Task input »
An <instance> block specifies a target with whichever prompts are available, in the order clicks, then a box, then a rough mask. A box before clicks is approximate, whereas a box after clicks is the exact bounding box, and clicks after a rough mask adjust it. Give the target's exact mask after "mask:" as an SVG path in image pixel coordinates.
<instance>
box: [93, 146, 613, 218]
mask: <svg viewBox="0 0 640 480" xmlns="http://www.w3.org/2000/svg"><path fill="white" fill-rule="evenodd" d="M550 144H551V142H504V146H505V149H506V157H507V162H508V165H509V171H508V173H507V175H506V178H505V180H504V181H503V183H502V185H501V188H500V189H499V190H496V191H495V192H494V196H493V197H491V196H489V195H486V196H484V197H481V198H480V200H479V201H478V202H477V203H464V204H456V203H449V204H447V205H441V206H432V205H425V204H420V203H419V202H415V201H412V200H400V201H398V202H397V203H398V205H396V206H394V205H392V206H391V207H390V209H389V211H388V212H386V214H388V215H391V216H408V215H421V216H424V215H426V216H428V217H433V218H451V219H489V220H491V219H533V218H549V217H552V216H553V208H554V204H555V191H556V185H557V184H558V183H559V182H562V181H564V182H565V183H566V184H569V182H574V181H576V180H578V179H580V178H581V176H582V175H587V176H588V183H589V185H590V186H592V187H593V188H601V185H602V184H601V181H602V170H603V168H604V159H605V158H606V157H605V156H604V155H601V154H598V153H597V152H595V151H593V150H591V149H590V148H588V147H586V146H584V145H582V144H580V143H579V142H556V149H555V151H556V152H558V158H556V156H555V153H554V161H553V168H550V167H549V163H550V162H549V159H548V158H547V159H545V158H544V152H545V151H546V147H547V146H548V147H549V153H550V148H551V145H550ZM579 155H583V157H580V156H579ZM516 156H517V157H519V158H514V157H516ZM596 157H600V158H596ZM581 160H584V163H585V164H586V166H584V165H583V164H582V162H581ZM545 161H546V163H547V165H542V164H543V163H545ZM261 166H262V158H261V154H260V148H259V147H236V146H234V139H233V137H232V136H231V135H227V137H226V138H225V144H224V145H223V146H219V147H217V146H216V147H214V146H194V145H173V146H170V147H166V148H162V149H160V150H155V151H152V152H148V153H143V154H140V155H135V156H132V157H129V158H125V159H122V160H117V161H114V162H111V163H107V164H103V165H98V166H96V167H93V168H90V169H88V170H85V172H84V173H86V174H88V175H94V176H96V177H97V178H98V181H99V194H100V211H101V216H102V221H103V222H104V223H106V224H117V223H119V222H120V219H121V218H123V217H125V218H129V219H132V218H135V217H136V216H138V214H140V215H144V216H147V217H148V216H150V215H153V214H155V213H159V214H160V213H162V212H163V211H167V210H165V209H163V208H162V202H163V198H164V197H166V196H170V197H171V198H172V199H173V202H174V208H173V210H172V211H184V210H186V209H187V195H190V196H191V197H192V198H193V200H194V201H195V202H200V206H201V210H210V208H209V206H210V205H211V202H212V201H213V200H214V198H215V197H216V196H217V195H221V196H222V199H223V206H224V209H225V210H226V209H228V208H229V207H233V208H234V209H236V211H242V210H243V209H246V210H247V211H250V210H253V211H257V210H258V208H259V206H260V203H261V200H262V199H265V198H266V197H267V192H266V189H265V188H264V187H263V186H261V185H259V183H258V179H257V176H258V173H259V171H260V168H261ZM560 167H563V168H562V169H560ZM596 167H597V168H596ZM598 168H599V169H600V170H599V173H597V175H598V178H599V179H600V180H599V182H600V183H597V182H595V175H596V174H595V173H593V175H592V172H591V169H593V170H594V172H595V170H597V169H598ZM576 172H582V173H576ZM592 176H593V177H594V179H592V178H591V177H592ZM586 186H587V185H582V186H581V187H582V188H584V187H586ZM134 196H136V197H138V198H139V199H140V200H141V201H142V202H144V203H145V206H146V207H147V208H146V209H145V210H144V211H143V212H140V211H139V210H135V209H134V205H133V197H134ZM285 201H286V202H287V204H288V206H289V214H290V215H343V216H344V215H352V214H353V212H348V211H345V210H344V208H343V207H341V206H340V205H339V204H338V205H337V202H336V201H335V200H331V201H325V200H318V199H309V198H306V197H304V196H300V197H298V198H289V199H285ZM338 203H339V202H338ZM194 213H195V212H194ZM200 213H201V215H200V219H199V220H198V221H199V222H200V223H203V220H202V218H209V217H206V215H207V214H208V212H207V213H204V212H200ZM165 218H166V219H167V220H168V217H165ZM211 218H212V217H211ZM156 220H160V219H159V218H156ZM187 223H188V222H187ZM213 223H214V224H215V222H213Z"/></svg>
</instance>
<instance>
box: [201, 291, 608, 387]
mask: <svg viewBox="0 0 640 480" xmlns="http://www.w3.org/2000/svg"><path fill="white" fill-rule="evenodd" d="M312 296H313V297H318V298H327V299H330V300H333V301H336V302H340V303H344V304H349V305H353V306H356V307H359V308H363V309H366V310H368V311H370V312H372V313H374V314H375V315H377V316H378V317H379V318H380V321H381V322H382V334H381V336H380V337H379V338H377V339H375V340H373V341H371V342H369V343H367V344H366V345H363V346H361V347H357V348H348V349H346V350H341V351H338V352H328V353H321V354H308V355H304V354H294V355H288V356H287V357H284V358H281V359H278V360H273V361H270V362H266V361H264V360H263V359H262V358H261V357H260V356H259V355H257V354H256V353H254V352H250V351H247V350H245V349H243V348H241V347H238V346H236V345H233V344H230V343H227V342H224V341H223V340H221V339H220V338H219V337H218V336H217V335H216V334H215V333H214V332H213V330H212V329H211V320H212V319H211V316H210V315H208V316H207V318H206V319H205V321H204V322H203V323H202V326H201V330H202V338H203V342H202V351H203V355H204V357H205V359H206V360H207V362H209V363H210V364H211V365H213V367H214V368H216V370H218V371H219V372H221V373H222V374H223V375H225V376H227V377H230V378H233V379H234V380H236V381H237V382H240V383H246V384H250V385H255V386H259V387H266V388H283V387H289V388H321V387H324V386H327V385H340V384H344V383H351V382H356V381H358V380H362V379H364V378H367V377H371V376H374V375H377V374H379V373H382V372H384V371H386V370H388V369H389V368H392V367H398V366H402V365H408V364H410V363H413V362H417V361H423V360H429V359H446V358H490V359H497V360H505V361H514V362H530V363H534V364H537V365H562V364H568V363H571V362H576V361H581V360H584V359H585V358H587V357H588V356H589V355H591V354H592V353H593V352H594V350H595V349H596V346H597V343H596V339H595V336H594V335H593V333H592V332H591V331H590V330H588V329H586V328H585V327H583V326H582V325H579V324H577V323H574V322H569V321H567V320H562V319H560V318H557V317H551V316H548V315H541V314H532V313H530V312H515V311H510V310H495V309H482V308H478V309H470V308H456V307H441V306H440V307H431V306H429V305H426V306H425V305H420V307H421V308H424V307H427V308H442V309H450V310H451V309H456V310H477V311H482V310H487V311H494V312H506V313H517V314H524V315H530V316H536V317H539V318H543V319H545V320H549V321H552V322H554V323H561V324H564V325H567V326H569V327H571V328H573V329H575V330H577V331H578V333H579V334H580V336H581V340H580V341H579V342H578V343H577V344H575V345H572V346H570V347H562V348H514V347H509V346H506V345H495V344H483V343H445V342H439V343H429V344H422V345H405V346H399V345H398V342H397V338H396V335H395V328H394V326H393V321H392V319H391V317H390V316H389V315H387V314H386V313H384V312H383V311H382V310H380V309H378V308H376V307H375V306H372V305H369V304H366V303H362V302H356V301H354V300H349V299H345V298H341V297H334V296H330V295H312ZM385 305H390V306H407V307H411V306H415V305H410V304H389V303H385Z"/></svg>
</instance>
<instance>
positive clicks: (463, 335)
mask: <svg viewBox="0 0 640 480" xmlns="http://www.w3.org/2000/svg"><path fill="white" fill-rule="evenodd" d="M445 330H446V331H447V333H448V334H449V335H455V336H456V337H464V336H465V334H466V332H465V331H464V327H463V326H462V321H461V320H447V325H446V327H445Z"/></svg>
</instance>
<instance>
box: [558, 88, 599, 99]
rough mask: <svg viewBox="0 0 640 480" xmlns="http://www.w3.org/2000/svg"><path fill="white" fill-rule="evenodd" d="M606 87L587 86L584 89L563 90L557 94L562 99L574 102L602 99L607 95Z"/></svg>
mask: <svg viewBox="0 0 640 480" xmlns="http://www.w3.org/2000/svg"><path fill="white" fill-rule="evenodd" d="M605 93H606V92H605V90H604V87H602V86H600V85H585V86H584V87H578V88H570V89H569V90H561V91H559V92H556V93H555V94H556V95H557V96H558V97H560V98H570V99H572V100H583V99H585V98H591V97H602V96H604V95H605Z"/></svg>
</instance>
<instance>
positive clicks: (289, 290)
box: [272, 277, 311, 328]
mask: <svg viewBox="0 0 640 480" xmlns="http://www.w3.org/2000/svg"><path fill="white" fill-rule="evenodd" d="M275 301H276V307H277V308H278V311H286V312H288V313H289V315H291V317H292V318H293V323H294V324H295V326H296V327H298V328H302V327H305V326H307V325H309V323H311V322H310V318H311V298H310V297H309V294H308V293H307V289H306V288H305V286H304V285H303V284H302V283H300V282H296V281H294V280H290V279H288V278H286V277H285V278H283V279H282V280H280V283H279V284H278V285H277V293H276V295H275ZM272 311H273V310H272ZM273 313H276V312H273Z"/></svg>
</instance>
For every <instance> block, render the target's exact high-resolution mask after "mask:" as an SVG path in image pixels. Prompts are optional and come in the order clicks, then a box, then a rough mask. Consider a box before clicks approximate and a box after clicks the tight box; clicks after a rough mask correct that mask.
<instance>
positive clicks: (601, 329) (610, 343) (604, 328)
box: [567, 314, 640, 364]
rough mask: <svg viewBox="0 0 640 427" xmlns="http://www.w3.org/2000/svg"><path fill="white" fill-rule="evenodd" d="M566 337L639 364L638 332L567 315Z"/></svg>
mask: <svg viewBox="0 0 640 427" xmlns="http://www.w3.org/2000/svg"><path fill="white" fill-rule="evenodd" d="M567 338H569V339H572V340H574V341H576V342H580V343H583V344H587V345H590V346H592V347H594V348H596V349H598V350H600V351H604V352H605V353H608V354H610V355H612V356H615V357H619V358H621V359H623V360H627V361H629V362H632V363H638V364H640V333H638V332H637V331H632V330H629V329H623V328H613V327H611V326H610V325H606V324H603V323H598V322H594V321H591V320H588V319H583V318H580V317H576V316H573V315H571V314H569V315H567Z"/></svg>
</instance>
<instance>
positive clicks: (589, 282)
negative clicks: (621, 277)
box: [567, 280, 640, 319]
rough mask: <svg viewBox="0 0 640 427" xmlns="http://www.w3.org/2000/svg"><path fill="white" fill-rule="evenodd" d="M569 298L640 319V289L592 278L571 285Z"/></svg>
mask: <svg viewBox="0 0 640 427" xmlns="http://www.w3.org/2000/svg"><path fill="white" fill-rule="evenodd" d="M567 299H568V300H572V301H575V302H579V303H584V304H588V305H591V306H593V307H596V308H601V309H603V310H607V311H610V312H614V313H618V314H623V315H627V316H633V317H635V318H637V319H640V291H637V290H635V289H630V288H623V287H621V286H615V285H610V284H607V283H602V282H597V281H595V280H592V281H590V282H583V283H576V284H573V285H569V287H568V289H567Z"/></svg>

Task » Copy out exactly, and only, the lines from the one that contains "337L639 364L638 332L567" through the last line of the material above.

Completed task »
rough mask: <svg viewBox="0 0 640 427" xmlns="http://www.w3.org/2000/svg"><path fill="white" fill-rule="evenodd" d="M566 337L639 364L638 332L567 315Z"/></svg>
mask: <svg viewBox="0 0 640 427" xmlns="http://www.w3.org/2000/svg"><path fill="white" fill-rule="evenodd" d="M567 338H569V339H572V340H574V341H576V342H580V343H583V344H587V345H590V346H592V347H594V348H596V349H598V350H600V351H604V352H605V353H608V354H610V355H612V356H615V357H619V358H621V359H623V360H627V361H629V362H632V363H638V364H640V333H638V332H637V331H632V330H629V329H623V328H613V327H611V326H610V325H606V324H603V323H598V322H594V321H591V320H588V319H583V318H580V317H576V316H573V315H571V314H569V315H567Z"/></svg>
</instance>
<instance>
positive clicks: (589, 282)
negative clicks: (621, 277)
box: [567, 280, 640, 319]
rough mask: <svg viewBox="0 0 640 427" xmlns="http://www.w3.org/2000/svg"><path fill="white" fill-rule="evenodd" d="M569 298L640 319V289L592 278L571 285Z"/></svg>
mask: <svg viewBox="0 0 640 427" xmlns="http://www.w3.org/2000/svg"><path fill="white" fill-rule="evenodd" d="M567 299H568V300H572V301H575V302H579V303H584V304H588V305H591V306H593V307H596V308H601V309H603V310H607V311H610V312H614V313H618V314H623V315H627V316H633V317H635V318H637V319H640V291H637V290H635V289H630V288H623V287H621V286H615V285H610V284H607V283H602V282H597V281H595V280H592V281H590V282H583V283H576V284H573V285H569V287H568V289H567Z"/></svg>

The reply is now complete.